All of the data needs to be repeated exactly.

Supplied information:
= = =

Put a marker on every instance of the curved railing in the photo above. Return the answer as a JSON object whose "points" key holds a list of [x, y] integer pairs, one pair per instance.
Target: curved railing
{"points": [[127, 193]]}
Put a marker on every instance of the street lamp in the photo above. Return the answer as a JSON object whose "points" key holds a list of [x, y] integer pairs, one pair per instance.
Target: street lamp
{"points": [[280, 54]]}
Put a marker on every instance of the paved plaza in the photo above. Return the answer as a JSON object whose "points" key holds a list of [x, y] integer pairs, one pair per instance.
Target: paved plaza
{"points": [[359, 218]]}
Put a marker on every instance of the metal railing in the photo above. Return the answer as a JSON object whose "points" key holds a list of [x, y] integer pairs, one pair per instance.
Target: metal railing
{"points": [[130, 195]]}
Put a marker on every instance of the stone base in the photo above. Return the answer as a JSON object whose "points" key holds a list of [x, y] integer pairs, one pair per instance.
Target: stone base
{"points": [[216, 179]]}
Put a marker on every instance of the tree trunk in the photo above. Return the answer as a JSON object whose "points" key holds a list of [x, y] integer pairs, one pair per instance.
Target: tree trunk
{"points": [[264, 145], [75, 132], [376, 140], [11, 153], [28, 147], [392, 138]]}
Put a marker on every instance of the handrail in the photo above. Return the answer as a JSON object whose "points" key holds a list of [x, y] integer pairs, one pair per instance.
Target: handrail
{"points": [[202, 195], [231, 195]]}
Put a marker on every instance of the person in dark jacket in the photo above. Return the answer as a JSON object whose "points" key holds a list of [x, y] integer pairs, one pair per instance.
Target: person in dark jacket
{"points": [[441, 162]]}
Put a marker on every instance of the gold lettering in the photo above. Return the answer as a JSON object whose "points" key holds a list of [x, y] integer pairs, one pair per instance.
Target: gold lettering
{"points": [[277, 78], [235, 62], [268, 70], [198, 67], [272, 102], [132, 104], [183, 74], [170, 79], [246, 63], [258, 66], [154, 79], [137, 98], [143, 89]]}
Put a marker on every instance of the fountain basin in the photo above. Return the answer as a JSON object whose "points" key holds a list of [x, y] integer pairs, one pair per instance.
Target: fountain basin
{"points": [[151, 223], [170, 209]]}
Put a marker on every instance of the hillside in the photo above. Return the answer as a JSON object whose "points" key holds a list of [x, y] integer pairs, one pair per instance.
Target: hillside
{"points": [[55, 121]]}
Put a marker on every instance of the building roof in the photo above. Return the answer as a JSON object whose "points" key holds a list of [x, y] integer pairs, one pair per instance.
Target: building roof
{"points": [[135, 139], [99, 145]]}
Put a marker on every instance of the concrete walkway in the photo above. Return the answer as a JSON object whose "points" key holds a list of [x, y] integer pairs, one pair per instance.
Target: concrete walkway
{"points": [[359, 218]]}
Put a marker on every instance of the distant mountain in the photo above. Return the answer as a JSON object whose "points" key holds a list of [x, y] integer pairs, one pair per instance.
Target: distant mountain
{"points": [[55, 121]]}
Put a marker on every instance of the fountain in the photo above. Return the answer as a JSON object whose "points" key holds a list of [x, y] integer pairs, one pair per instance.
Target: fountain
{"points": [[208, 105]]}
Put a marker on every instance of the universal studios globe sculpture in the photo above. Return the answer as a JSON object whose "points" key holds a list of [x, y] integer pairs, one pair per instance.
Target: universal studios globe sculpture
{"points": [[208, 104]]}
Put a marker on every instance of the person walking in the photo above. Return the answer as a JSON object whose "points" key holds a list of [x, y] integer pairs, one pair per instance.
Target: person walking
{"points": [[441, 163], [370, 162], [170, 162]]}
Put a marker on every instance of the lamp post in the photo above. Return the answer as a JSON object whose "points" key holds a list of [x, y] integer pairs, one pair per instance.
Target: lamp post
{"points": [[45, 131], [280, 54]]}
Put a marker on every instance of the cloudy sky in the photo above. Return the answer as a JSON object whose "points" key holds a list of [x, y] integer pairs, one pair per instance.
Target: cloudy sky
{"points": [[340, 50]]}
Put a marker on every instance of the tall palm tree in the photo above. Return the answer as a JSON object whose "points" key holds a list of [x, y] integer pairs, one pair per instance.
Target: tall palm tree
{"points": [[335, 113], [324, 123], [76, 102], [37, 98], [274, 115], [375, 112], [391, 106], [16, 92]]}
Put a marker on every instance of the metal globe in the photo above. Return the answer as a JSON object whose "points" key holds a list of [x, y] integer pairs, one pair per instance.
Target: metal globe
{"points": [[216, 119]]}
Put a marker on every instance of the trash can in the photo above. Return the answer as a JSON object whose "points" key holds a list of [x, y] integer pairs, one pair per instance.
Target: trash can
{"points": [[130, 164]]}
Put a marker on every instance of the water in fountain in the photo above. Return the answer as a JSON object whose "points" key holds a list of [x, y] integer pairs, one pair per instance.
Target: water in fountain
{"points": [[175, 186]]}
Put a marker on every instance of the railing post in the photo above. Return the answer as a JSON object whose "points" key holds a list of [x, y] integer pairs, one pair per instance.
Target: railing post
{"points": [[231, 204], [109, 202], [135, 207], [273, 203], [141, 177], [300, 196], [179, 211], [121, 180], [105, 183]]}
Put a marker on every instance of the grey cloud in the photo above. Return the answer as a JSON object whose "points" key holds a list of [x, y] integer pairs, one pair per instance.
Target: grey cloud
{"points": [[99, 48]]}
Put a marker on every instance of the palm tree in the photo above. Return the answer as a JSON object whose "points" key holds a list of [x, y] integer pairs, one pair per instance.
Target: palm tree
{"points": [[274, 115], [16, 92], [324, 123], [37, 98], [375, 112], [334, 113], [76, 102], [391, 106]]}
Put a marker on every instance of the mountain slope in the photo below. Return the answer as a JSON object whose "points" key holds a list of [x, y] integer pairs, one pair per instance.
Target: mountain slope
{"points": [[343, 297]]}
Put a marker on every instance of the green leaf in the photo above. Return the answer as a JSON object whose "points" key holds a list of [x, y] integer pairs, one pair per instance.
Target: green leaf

= = =

Solution to the problem:
Put a marker on every instance of the curved railing in the photo above. Return the answer as a JSON object whose "points" key holds a list of [x, y] integer pairs, one pair per instance.
Target: curved railing
{"points": [[127, 193]]}
Put a marker on every instance of the street lamp in the photo above. Return the answer as a JSON object whose "points" key holds a list of [x, y] integer pairs, one pair per instance.
Target: street lamp
{"points": [[280, 54]]}
Put a marker on every instance of the paved plaza in the photo above. Return the answer as a JSON object whose "points" key holds a list of [x, y] integer pairs, one pair per instance.
Target: paved plaza
{"points": [[359, 218]]}
Put a marker on every instance of the metal railing in the photo above. Return the answer as a JSON object whose "points" key holds a list of [x, y] integer pairs, one pair per instance.
Target: metal railing
{"points": [[130, 195]]}
Put a marker on every instance of the stone base in the photo above. Return the answer as a JSON object whose "points" key holds a list of [x, y] integer pairs, one pair per instance.
Target: stone base
{"points": [[216, 179]]}
Put a marker on every instance of the tree trunk in the photo above. Return the answer as a JSON object whose "points" key holds a list of [x, y] integer pairs, one pair per instance.
Target: tree trunk
{"points": [[264, 145], [75, 132], [376, 140], [11, 153], [28, 147], [392, 138]]}
Put a marker on every instance of the handrail in the photo above. Return the answer as a JSON object whose "points" key holds a list of [x, y] integer pairs, one pair per instance.
Target: handrail
{"points": [[202, 195], [231, 195]]}
Put a marker on every instance of the person in dark jacket in the photo above. Return the answer as a JSON object whose "points" key holds a list of [x, y] integer pairs, one pair per instance.
Target: person in dark jacket
{"points": [[441, 162]]}
Put a marker on every instance of the gold lettering in the photo above. Return the answer as a JSON object whose "points" key holds a list of [x, y] integer pairs, one pair per instance.
Target: gold lettering
{"points": [[277, 78], [235, 62], [268, 70], [198, 67], [272, 102], [132, 104], [183, 74], [170, 79], [246, 63], [258, 66], [154, 79], [137, 98], [143, 89]]}
Put a marker on every instance of the fountain basin in the photo above. Return the answer as a JSON object whose "points" key holds a list of [x, y] integer pairs, one pair per instance.
Target: fountain basin
{"points": [[151, 223], [170, 209]]}
Put a marker on every instance of the hillside in the photo above. Return the answer as a JSON object whose "points" key holds a list of [x, y] integer pairs, one pair per instance.
Target: hillside
{"points": [[55, 121]]}
Put a marker on every instance of the building roof in the photo above. Return the answer as a JSON object whose "points" key holds a list of [x, y] integer pairs, one pair per instance.
Target: building roof
{"points": [[135, 139], [99, 145]]}
Put a marker on every instance of the concrete walkway in the photo above. Return the answer as a JSON object whose "points" key holds a list of [x, y] integer pairs, one pair per instance.
Target: concrete walkway
{"points": [[359, 218]]}
Put a marker on every instance of the distant mountain in the photo above. Return the answer as a JSON object whose "points" key holds a list of [x, y] integer pairs, one pair per instance.
Target: distant mountain
{"points": [[55, 121]]}
Put a marker on every instance of the fountain in the photo above. Return the answer as a JSON object whose "points" key holds a list of [x, y] integer pairs, one pair per instance.
Target: fountain
{"points": [[208, 105]]}
Put a marker on every instance of the universal studios globe sculpture in the photo above. Return the answer as a JSON object whose "points" key holds a list of [x, y] integer pairs, one pair per instance.
Target: universal studios globe sculpture
{"points": [[208, 104]]}
Put a marker on every instance of the person walking in the photo above. Return the answer as a JSON object whose "points" key holds a list of [x, y] integer pairs, one pair per instance.
Target: person walking
{"points": [[441, 163], [370, 162], [170, 162]]}
Put a marker on every instance of the lamp post in the photo above. Return the answer as a JSON object whose "points" key holds a list of [x, y] integer pairs, one pair per instance.
Target: lamp post
{"points": [[45, 131], [280, 54]]}
Put a marker on every instance of the cloudy sky in the photo above. Return the answer as a JSON object whose "points" key holds a list of [x, y] integer pairs, one pair per instance.
Target: cloudy sky
{"points": [[340, 50]]}
Put a marker on every instance of the tall palm tree in the photo above. Return the answer as a JSON object whose "points" key holds a list of [x, y] integer pairs, one pair per instance.
Target: tall palm tree
{"points": [[335, 113], [324, 123], [76, 102], [37, 98], [274, 115], [375, 112], [391, 106], [16, 92]]}
Put a marker on every instance of the metal globe in the photo above. Return the answer as a JSON object whose "points" key holds a list of [x, y] integer pairs, one pair per instance.
Target: metal globe
{"points": [[216, 119]]}
Put a marker on every instance of the trash can in the photo above. Return the answer as a JSON object whose "points" key holds a list of [x, y] integer pairs, one pair per instance.
Target: trash can
{"points": [[130, 164]]}
Put a marker on every instance of the water in fountain in the photo above. Return the answer as a JSON object whose "points" key holds a list of [x, y] integer pairs, one pair per instance.
Target: water in fountain
{"points": [[175, 186]]}
Put a marker on every instance of the railing post in the photo above. Return the answer as a JSON object whose "points" key holds a list of [x, y] integer pairs, one pair per instance.
Target: railing post
{"points": [[231, 204], [109, 202], [135, 207], [273, 203], [141, 177], [300, 196], [179, 211], [121, 180], [105, 183]]}
Put a marker on every instance of the grey cloud in the photo above. Return the answer as a JSON object whose "points" key holds a list of [x, y] integer pairs, one pair per instance.
Target: grey cloud
{"points": [[99, 48]]}
Put a marker on every instance of the palm tree in the photo above. Return the answer as a JSON object whose "points" key holds a list of [x, y] integer pairs, one pair per instance.
Target: palm tree
{"points": [[274, 115], [16, 92], [324, 123], [37, 98], [375, 112], [334, 113], [76, 102], [391, 106]]}
Put a marker on every instance of the mountain slope in the photo below. Return the answer as a JSON object whose "points" key holds a list of [x, y] integer pairs, one pair per instance.
Target: mountain slope
{"points": [[343, 297]]}
Put a marker on every instance of the green leaf in the photo above. Return the answer as a JSON object whose "points" key holds a list of [x, y] integer pairs, one pair per instance.
Target: green leaf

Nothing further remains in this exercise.